**QUOTED PASSAGE:**
+++
Sunday, June 28, 2009

Canning Green Beans


I've gotten a good harvest of green beans this week, more than even we green-bean lovers can eat fresh. What to do? Clean them, take off the ends, string as necessary, break or cut into 1-inch pieces, and blanch for 5 minutes. From there, either plunge into ice water (not yourself, though you will feel like it- the beans) to cool off quickly, then into labeled freezer containers or bags, or can them while hot with enough of their cooking water to cover and leave a head space of one inch. 
One inch? Why? Because beans are low-acid foods, we use a pressure canner to can them, and the food expands at high temperature and pressure. The increased pressure raises the temperature to kill some very interesting bacteria that thrive in low-oxygen conditions and produce deadly toxins. Go to the University of Georgia for the latest safety info from the USDA, and follow the rules exactly, and you'll have green beans this winter even if there is a power outage. It works- there are multiple safety features built into these things now, so nothing blows up, and it seems to expel less heat into the kitchen than an open water-bath canner. If you are good at following instructions, you should try it sometime.
+++
**EXERCISE:**
Answer these about the green bean canning post:
(a) How long are the bean pieces blanched?
(b) How much head space is left when the beans are canned?
(c) What type of canner is used for beans, and what property of beans calls for it?
The records that follow the text were taken from a separate source.

(Referring expression pointing data)
+++
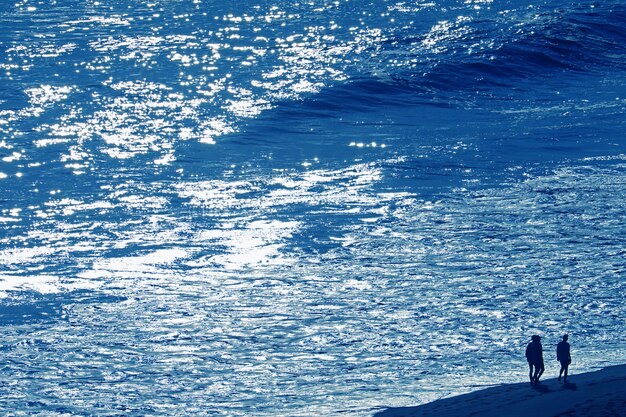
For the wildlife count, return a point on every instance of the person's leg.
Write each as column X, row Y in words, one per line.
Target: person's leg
column 539, row 368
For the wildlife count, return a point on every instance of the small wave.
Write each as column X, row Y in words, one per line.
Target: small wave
column 507, row 50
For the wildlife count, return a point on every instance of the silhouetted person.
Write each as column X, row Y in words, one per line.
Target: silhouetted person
column 534, row 356
column 563, row 356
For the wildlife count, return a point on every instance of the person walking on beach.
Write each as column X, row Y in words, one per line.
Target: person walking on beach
column 534, row 356
column 563, row 356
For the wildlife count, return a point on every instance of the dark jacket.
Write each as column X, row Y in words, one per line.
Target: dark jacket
column 562, row 352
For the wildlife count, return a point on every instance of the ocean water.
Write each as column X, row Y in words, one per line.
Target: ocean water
column 309, row 208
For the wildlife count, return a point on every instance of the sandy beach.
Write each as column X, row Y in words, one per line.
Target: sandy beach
column 594, row 394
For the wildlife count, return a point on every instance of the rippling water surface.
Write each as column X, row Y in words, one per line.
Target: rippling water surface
column 304, row 208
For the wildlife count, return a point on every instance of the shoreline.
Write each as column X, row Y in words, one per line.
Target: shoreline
column 599, row 393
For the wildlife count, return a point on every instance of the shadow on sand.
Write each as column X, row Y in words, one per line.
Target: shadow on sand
column 593, row 394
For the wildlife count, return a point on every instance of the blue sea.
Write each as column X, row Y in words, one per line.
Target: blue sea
column 305, row 208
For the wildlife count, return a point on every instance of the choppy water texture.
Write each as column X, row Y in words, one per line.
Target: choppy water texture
column 304, row 208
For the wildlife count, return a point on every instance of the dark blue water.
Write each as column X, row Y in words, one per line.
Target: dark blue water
column 314, row 208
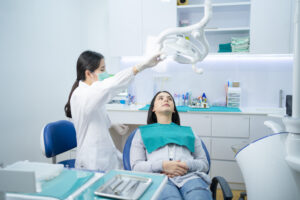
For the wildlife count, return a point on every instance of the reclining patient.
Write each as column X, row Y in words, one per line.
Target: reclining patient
column 163, row 146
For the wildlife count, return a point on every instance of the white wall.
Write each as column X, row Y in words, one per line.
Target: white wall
column 40, row 42
column 261, row 77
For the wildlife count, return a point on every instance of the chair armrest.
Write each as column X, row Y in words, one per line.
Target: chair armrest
column 227, row 194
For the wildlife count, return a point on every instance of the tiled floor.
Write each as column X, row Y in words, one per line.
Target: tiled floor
column 236, row 194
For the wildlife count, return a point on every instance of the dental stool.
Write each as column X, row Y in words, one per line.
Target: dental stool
column 56, row 138
column 227, row 194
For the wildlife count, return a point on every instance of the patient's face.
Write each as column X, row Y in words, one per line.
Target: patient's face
column 163, row 103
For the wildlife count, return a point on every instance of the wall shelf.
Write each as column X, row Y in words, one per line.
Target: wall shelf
column 237, row 29
column 230, row 18
column 215, row 5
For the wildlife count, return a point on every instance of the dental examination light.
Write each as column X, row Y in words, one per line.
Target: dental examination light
column 271, row 165
column 187, row 45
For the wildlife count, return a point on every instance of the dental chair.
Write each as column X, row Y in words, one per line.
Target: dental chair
column 227, row 194
column 56, row 138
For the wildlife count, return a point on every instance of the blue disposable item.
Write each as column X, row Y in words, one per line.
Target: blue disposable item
column 59, row 137
column 158, row 135
column 204, row 99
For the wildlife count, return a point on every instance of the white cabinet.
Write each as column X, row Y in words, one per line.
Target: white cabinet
column 227, row 169
column 230, row 126
column 230, row 19
column 201, row 124
column 131, row 22
column 271, row 26
column 125, row 27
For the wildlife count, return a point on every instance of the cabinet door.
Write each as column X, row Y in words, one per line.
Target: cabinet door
column 230, row 126
column 201, row 124
column 270, row 26
column 125, row 27
column 228, row 169
column 158, row 15
column 207, row 142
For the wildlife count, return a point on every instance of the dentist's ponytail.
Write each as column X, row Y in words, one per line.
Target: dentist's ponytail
column 88, row 60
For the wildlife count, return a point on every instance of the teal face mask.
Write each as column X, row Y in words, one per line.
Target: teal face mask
column 103, row 76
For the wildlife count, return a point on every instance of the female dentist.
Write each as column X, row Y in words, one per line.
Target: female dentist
column 86, row 106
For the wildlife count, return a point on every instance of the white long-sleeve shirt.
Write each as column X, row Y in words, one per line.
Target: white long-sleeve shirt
column 141, row 160
column 95, row 147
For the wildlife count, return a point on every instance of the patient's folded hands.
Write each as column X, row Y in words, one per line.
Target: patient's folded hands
column 174, row 168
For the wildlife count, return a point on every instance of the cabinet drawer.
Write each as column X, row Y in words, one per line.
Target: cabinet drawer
column 201, row 124
column 221, row 148
column 228, row 169
column 230, row 125
column 207, row 142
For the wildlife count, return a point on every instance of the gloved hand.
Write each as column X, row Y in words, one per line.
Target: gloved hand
column 150, row 62
column 121, row 129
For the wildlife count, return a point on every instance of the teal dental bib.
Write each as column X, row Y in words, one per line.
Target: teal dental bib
column 158, row 135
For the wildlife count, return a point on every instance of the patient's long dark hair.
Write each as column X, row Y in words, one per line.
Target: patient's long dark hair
column 88, row 60
column 152, row 116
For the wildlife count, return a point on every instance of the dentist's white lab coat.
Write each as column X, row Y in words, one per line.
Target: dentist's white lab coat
column 95, row 147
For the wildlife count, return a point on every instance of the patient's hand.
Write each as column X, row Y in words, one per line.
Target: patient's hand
column 174, row 168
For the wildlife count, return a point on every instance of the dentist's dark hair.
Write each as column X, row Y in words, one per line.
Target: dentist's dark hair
column 88, row 60
column 152, row 116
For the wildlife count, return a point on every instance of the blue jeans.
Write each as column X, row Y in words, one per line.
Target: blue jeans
column 193, row 189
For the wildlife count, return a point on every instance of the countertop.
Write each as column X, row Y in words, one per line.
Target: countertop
column 272, row 111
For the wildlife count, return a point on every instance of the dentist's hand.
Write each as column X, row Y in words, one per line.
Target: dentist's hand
column 150, row 62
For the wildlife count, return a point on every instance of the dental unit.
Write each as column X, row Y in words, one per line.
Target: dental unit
column 271, row 165
column 187, row 45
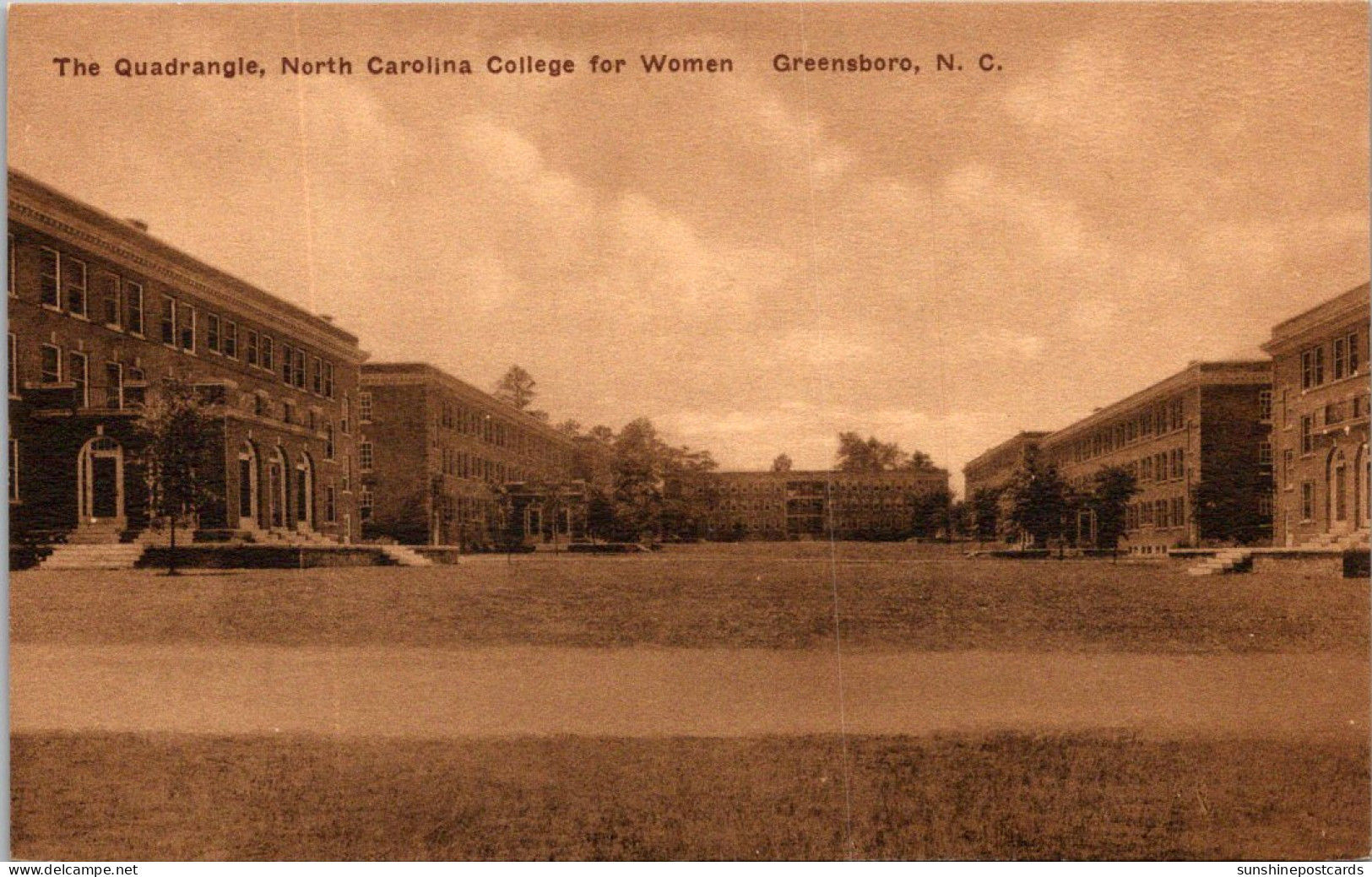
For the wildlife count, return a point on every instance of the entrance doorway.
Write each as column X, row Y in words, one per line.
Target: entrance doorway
column 247, row 488
column 276, row 489
column 100, row 482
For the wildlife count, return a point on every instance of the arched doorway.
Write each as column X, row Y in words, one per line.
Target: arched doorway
column 100, row 482
column 248, row 489
column 305, row 491
column 276, row 489
column 1337, row 484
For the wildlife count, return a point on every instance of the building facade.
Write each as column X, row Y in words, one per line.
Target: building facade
column 821, row 504
column 1320, row 438
column 443, row 463
column 100, row 313
column 1202, row 434
column 991, row 473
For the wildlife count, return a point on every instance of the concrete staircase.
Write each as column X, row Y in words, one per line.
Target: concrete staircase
column 1224, row 561
column 94, row 556
column 405, row 556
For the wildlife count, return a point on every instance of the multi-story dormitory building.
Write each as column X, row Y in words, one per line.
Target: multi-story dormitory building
column 1207, row 421
column 1320, row 436
column 822, row 504
column 435, row 455
column 99, row 313
column 1284, row 440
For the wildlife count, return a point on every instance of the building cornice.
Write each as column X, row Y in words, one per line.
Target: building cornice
column 1319, row 320
column 423, row 374
column 50, row 210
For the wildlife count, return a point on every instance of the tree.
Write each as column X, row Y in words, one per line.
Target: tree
column 930, row 513
column 1112, row 489
column 985, row 513
column 516, row 388
column 176, row 432
column 1042, row 501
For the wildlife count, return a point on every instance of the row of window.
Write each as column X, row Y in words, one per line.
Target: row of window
column 1158, row 513
column 1156, row 420
column 120, row 304
column 1345, row 360
column 1163, row 467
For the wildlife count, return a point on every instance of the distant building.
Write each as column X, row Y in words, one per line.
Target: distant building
column 1320, row 385
column 994, row 471
column 821, row 504
column 1207, row 425
column 100, row 313
column 442, row 463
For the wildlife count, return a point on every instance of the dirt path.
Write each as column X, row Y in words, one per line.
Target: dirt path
column 675, row 692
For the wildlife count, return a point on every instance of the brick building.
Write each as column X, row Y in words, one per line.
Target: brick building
column 1207, row 425
column 805, row 506
column 100, row 313
column 1320, row 438
column 992, row 471
column 438, row 458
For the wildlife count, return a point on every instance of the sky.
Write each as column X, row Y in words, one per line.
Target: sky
column 755, row 260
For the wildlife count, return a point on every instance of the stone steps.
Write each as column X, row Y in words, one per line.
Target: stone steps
column 405, row 556
column 88, row 556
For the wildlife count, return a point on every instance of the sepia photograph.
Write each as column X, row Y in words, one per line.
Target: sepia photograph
column 689, row 431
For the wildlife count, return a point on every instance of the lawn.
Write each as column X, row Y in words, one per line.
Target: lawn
column 100, row 798
column 729, row 596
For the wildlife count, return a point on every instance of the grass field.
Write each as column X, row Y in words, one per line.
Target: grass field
column 572, row 798
column 784, row 596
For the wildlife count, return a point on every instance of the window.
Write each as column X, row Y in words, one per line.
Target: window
column 1312, row 368
column 50, row 370
column 187, row 324
column 133, row 295
column 50, row 278
column 168, row 320
column 230, row 339
column 111, row 306
column 73, row 278
column 79, row 376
+++
**RESPONSE AREA:**
(a) 5 minutes.
(b) One inch.
(c) A pressure canner, because beans are low-acid foods.